INSTRUCTION –
Reproduce everything from the line containing "the yellow hooked" down to the end of the records, omitting the pictures from your answer.

..............................

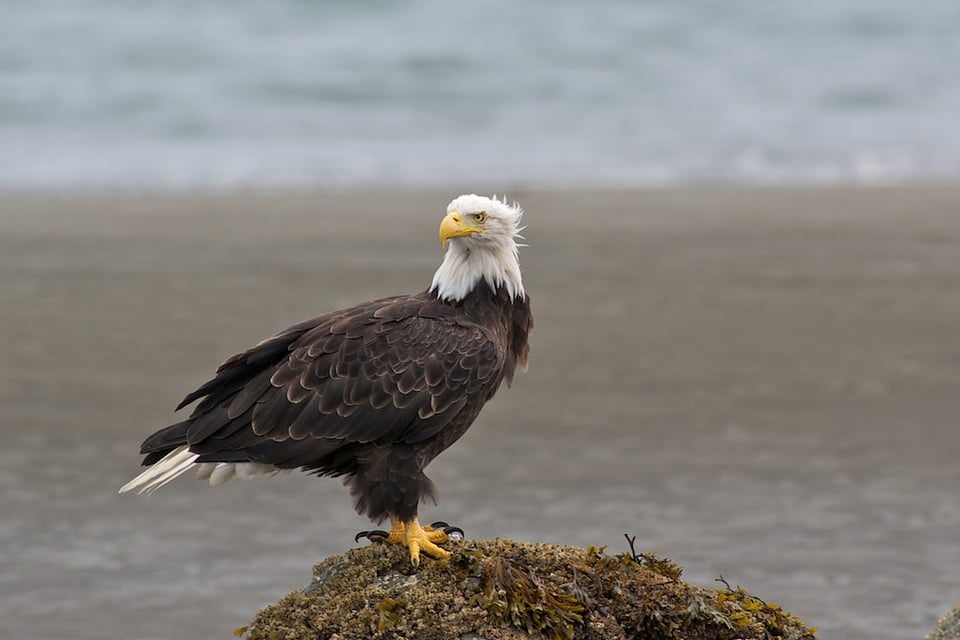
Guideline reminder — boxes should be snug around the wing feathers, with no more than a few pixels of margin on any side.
[145,294,507,472]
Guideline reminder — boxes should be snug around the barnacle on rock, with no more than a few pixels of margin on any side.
[238,538,815,640]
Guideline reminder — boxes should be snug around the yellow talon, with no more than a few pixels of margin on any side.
[385,518,450,567]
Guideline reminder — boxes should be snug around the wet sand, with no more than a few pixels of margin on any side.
[0,187,960,640]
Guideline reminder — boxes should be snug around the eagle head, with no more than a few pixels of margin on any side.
[430,194,524,301]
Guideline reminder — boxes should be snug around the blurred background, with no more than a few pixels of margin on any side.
[0,0,960,640]
[0,0,960,189]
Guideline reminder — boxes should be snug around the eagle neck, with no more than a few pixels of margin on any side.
[430,241,524,302]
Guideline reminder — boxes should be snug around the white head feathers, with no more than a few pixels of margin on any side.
[430,194,524,300]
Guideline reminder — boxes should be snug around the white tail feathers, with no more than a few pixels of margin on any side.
[120,445,279,494]
[120,445,197,493]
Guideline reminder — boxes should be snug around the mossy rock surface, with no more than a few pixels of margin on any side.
[924,602,960,640]
[237,540,815,640]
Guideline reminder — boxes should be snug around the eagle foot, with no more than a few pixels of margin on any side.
[354,518,463,567]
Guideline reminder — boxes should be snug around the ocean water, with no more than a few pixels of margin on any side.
[0,0,960,190]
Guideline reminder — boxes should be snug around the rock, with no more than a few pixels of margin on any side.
[924,602,960,640]
[237,539,816,640]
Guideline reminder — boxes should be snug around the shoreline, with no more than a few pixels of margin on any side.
[0,185,960,640]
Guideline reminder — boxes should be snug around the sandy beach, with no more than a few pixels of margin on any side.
[0,186,960,640]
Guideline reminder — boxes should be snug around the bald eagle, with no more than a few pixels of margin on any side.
[120,194,533,565]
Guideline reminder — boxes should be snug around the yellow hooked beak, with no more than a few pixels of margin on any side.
[440,211,483,247]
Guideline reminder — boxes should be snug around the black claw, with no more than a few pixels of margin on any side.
[353,529,390,542]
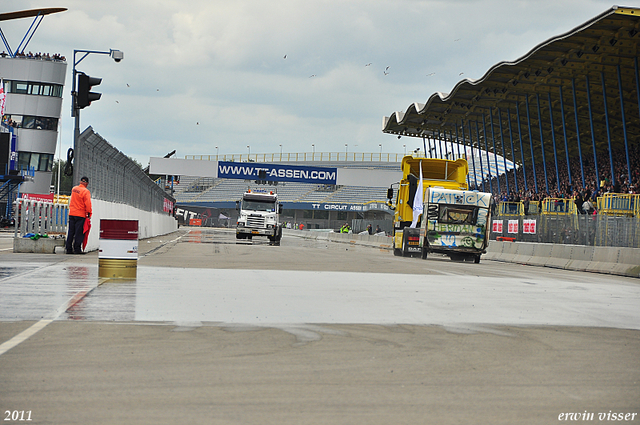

..............................

COMPLETED EXERCISE –
Guideline reminder — boxes should be snug around the yellow hooked beak, with no more than a few pixels of margin on any side.
[440,211,483,247]
Guideline reminder — boxes should be snug around the black claw, with no more than a few pixels of margin on any side.
[353,529,390,542]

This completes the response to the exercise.